Read the data and repeat it in full, exactly.
* Start *
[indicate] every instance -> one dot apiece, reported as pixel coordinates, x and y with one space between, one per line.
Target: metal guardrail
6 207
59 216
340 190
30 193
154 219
* End *
Final result:
[indicate] every instance -> one dot apiece, reported as pixel coordinates, x and y with one space between, one per line.
Target: metal guardrail
6 207
59 216
340 190
30 193
154 219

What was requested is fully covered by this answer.